[Problem statement] Count every line that includes the string "below" in the entries that follow. Nothing besides the number is needed.

(Saved entries)
• • • • •
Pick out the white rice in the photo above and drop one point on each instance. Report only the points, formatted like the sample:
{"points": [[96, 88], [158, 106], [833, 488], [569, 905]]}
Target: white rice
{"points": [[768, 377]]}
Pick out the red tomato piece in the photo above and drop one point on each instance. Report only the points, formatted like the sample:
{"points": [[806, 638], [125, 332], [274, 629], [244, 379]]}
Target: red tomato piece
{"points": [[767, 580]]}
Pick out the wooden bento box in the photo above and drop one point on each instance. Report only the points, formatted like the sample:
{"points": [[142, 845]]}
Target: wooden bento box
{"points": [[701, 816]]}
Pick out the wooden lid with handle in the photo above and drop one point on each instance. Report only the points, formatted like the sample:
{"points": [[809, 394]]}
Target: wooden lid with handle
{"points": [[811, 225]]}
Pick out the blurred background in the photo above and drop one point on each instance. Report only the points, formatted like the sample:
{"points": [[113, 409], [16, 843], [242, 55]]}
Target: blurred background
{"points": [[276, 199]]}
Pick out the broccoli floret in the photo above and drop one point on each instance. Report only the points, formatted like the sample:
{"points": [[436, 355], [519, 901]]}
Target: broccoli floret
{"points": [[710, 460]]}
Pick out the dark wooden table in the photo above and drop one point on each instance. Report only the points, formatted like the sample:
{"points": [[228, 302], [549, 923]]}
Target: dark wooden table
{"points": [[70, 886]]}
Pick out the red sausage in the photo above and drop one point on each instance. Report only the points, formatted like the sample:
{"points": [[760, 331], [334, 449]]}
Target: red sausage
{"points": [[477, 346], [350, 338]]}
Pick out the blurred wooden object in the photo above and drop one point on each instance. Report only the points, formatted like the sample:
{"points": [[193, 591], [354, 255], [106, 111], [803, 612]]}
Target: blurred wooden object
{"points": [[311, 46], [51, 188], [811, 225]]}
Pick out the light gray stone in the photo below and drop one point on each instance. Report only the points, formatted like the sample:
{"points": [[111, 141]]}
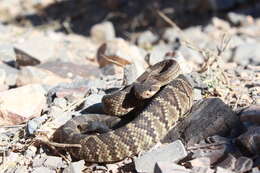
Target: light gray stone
{"points": [[35, 123], [43, 170], [7, 53], [75, 167], [169, 152], [251, 114], [169, 167], [11, 74], [251, 140], [243, 164], [130, 74], [237, 19], [53, 162], [147, 38], [247, 53], [102, 32]]}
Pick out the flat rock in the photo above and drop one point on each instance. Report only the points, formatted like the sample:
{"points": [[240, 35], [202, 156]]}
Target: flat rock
{"points": [[243, 164], [247, 53], [7, 53], [251, 114], [207, 118], [43, 170], [250, 140], [202, 170], [53, 162], [120, 48], [75, 167], [169, 152], [39, 45], [146, 39], [11, 74], [169, 167], [102, 32], [24, 102], [200, 162], [35, 75], [222, 170], [71, 70], [228, 163]]}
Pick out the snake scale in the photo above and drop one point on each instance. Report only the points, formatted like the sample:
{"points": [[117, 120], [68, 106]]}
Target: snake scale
{"points": [[156, 101]]}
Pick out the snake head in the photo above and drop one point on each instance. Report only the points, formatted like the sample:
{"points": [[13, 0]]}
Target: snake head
{"points": [[144, 91]]}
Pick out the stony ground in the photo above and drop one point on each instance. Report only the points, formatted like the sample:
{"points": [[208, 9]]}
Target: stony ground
{"points": [[47, 76]]}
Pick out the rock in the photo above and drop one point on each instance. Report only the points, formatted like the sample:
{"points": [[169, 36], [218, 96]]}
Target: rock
{"points": [[251, 114], [24, 102], [238, 19], [7, 53], [255, 170], [191, 54], [112, 69], [53, 162], [217, 5], [43, 170], [146, 39], [228, 163], [77, 89], [247, 53], [214, 154], [21, 169], [31, 151], [24, 59], [169, 152], [75, 167], [202, 170], [39, 45], [60, 102], [124, 50], [171, 35], [200, 162], [102, 32], [250, 140], [11, 74], [71, 70], [158, 52], [35, 75], [207, 118], [243, 164], [222, 170], [35, 123], [130, 74], [169, 167]]}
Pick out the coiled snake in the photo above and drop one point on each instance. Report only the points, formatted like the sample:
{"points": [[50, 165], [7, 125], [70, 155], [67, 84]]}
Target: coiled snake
{"points": [[154, 103]]}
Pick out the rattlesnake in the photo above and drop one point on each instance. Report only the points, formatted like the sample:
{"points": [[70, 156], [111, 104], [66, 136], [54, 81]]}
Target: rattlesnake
{"points": [[156, 101]]}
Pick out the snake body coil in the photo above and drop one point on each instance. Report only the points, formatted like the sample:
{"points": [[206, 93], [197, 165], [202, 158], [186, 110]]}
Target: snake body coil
{"points": [[160, 113]]}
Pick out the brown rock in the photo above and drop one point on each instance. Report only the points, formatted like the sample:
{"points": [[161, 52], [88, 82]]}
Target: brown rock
{"points": [[208, 117], [250, 140], [20, 104], [243, 164], [126, 52], [228, 163], [251, 114], [24, 59]]}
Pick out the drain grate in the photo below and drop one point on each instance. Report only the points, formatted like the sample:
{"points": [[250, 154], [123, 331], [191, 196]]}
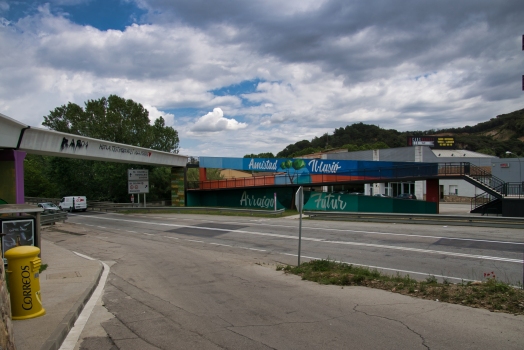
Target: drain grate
{"points": [[62, 275]]}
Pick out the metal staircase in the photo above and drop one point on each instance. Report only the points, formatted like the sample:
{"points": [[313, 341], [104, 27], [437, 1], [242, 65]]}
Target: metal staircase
{"points": [[495, 189]]}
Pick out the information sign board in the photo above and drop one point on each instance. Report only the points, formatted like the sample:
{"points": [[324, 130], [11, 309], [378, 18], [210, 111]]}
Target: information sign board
{"points": [[138, 187], [137, 174]]}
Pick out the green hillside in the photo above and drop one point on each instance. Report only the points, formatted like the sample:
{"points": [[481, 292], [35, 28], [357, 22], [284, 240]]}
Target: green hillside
{"points": [[496, 136]]}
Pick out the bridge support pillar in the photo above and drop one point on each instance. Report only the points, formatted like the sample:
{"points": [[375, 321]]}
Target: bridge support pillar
{"points": [[432, 192], [12, 175]]}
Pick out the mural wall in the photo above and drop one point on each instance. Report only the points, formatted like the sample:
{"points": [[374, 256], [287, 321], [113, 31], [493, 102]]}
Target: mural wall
{"points": [[177, 187], [325, 201]]}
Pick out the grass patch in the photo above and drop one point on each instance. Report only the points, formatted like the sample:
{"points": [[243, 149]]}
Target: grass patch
{"points": [[490, 294]]}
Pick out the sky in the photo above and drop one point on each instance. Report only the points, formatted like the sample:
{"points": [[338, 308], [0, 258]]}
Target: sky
{"points": [[235, 77]]}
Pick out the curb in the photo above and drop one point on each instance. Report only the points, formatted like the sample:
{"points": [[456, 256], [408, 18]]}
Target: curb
{"points": [[56, 339]]}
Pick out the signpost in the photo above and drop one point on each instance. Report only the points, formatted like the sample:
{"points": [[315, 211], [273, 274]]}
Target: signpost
{"points": [[299, 203], [137, 174], [138, 182]]}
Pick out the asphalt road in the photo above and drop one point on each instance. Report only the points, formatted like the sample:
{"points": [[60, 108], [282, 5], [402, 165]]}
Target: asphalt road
{"points": [[209, 282]]}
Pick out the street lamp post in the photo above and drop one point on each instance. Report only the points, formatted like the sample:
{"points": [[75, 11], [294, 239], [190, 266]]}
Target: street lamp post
{"points": [[520, 172]]}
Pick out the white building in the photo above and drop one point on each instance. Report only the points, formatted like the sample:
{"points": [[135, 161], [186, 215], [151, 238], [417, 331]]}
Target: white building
{"points": [[450, 190]]}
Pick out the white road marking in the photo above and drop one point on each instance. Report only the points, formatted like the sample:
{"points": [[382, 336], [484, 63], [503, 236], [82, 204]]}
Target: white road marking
{"points": [[224, 245], [75, 332]]}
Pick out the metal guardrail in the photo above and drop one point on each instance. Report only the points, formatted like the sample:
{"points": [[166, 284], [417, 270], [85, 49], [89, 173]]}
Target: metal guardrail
{"points": [[423, 219], [205, 209], [51, 218]]}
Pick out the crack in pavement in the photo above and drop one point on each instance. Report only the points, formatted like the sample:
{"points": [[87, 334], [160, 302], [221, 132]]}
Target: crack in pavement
{"points": [[391, 319]]}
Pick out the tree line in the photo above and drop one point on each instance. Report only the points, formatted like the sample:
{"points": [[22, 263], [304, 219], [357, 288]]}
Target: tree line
{"points": [[111, 119], [494, 137]]}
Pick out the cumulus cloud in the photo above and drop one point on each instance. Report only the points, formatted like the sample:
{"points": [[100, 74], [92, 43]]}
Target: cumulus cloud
{"points": [[215, 121], [318, 65]]}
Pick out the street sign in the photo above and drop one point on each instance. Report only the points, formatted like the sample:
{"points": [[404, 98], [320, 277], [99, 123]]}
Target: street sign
{"points": [[299, 203], [138, 187], [299, 199], [137, 174]]}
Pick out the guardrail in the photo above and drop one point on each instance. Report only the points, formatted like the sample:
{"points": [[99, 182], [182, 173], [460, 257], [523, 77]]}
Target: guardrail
{"points": [[51, 218], [423, 219], [204, 209]]}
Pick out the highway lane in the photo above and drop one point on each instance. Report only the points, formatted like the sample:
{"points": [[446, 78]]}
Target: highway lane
{"points": [[209, 282], [451, 252]]}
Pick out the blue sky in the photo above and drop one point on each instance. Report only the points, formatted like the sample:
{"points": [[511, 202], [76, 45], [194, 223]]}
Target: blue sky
{"points": [[237, 77]]}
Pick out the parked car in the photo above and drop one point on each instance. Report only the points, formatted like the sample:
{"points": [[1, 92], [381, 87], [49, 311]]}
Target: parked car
{"points": [[49, 207], [73, 203], [406, 196]]}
• • • • •
[The answer] 2